● PROBLEM DESCRIPTION: "Place a marker on the snow-covered" appears in one line of the records below. Output that line and each one after it, exactly, through the last line.

Stored items from a collection
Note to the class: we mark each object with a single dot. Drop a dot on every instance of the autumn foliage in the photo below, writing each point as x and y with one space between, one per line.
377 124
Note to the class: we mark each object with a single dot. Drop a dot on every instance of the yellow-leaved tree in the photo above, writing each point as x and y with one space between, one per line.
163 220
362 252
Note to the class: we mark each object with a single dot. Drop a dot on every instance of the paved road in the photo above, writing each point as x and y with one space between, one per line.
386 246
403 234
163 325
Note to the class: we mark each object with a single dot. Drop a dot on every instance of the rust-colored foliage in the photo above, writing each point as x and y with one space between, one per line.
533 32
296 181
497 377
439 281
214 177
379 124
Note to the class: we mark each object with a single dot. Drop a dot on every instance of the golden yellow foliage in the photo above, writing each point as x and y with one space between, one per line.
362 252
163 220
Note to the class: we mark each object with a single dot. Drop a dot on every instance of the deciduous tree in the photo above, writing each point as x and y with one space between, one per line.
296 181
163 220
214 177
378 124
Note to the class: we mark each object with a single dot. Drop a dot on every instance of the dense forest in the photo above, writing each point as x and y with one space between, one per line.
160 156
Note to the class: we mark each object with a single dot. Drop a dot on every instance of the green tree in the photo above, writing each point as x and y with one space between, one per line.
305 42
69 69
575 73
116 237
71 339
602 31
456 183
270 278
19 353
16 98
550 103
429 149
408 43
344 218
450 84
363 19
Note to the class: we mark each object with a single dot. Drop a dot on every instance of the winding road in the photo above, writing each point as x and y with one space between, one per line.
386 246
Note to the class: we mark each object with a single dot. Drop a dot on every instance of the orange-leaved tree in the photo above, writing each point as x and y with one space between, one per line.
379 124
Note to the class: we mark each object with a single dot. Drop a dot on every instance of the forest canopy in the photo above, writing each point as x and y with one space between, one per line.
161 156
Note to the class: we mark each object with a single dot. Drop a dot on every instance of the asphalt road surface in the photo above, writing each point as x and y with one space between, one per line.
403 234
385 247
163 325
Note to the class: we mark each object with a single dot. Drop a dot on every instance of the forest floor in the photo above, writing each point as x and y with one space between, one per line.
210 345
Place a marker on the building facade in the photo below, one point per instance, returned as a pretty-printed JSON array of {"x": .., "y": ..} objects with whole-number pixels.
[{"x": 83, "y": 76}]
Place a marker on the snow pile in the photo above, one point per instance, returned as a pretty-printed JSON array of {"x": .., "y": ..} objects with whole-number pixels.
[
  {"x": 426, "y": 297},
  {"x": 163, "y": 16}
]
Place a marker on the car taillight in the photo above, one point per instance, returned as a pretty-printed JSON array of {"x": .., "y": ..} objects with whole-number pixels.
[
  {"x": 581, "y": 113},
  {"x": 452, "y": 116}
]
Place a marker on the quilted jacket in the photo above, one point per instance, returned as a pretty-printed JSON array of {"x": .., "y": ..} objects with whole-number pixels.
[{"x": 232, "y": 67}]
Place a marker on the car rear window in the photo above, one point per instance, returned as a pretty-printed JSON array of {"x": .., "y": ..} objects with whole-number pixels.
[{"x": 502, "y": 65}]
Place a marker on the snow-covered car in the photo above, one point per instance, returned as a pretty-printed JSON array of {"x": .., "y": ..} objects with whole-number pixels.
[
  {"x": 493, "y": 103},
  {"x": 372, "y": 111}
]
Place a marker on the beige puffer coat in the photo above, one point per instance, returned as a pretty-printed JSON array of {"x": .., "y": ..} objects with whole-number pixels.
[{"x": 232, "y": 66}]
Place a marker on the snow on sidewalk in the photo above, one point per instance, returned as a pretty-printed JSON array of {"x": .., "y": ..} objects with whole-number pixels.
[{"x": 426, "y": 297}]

● TASK RESPONSE:
Place a marker on the snow-covered car in the photo above, one point per instance, returned as a pretty-printed JSON array of {"x": .., "y": ..} objects with whole-number pixels.
[
  {"x": 493, "y": 103},
  {"x": 372, "y": 111}
]
Place a marker on the beige puffer coat in the photo above, one point per instance, returned as a pretty-printed JSON array of {"x": .., "y": ..} objects with whole-number pixels.
[{"x": 232, "y": 66}]
Place a marker on the snow on sidewalk in the photo above, one point per instance, returned as a pretty-printed JSON array of {"x": .., "y": ..} objects with whole-number pixels.
[{"x": 426, "y": 297}]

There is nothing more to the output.